• Passage to read:
That distinction matters, but it does not get anyone off the hook. The whole pitch of an "AI-driven" self-service system serving 10 languages is that residents who are not comfortable in English can get help. Shipping it without anyone calling the Spanish line to confirm it produced Spanish is the deployment failure. The model worked. The process that put the model in front of the public did not. This is the same category of mistake as a company feeding its chatbot the wrong reference number; the automation faithfully executed a bad input, and nobody checked the output in production.
It went unfixed for months
The timeline is the part that turns an embarrassing glitch into a real language-access problem. Maya Edwards, a Kitsap County resident, first encountered the accented-English voice in the summer of 2025 when her husband, whose first language is Spanish, tried to use the Spanish option to ask about his driver's license rather than wait on hold for a human. She filmed it and posted it to TikTok on July 29, 2025, where it went largely unnoticed.
She called again months later, found the issue still there, and reposted the video on February 22, 2026. This time it spread, eventually racking up somewhere around 2 million views. The Spokesman-Review and Spokane Public Radio independently called the line in late February to verify, found Edwards' account accurate, and noted that an automated message later that same day acknowledged problems with the language self-service option. In other words, the bug had been live and reachable by any Spanish-speaking caller for the better part of half a year before public pressure forced action.
The apology
Once it was a story, the agency moved quickly. A DOL spokesperson apologized "for the error and to its customers for any inconvenience," described the situation as "an unfortunate byproduct of expanding services," and said the department had determined the issue was caused by DOL staff and had fixed it. The agency added that it would "be more mindful of newer technology as the agency expands language access." Subsequent calls confirmed the Spanish option was working.
Edwards, for her part, was gracious about the speed of the eventual fix. But the underlying complaint she raised is the one worth keeping. Washington markets itself as welcoming to immigrants, and the people most dependent on a working Spanish-language line are exactly the residents least able to fall back on the English menu. For months, the state's answer to "can I get help in Spanish" was a robot mispronouncing English at them.
Why it belongs here
No one was financially ruined and nothing was breached, so this sits at the lighter end of the graveyard. But it is a clean, almost pedagogical example of an AI deployment failure in a public service: an automated, AI-driven system rolled out in front of citizens, promising capabilities (10 languages) it was not actually delivering, with no apparent quality check in the very languages it claimed to support. The fix was trivial once someone looked. The failure was that, for months, nobody official did, and it took a viral video to make a government agency dial its own Spanish line.
The lesson for anyone deploying AI voice or translation in front of the public is almost insultingly simple. Test the thing in every language you advertise, from the user's seat, before you ship it. A text-to-speech engine will read whatever you give it with total confidence. Confidence is not comprehension, and "press uno" is what happens when you confuse the two.

• What needs to be done:
From the piece on the DOL's Spanish phone line, list every phrase it quotes from the agency's apology.

• Source data:
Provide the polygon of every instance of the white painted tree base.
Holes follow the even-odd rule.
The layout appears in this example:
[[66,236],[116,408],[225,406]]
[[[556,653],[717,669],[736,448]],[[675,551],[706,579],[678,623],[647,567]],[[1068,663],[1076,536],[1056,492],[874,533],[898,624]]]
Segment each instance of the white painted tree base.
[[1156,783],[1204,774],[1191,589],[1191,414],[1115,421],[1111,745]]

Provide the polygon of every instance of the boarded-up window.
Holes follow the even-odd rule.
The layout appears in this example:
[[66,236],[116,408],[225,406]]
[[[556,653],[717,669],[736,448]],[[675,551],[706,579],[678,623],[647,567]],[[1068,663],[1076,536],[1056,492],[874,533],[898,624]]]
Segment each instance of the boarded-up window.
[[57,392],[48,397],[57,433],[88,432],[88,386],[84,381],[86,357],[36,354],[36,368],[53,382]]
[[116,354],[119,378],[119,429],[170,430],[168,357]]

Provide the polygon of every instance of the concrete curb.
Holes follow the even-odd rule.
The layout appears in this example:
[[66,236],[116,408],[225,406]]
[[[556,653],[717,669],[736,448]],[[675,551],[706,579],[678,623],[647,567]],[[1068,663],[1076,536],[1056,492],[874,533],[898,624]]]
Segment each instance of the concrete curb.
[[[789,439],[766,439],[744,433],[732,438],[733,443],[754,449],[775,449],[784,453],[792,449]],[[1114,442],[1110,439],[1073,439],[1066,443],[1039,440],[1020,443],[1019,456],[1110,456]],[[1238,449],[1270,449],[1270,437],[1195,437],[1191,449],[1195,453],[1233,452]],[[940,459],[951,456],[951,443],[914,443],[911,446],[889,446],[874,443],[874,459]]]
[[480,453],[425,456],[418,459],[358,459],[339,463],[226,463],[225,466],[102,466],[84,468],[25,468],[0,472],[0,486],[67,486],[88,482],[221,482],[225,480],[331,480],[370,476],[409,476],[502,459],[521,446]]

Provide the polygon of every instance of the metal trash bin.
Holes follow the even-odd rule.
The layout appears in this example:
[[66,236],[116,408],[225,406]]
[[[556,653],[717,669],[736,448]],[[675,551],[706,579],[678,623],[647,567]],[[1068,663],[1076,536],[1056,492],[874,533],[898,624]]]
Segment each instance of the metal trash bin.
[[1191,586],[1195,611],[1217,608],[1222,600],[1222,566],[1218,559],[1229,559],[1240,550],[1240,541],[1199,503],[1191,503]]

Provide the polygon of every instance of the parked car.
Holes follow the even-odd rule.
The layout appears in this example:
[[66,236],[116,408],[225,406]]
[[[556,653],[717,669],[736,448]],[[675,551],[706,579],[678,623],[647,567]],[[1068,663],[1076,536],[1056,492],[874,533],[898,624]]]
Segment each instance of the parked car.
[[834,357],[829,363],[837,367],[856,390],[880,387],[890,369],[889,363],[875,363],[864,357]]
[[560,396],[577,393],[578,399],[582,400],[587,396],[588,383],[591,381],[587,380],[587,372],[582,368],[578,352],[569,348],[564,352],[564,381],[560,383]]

• Output for this exercise:
- "for the error and to its customers for any inconvenience"
- "an unfortunate byproduct of expanding services"
- "be more mindful of newer technology as the agency expands language access"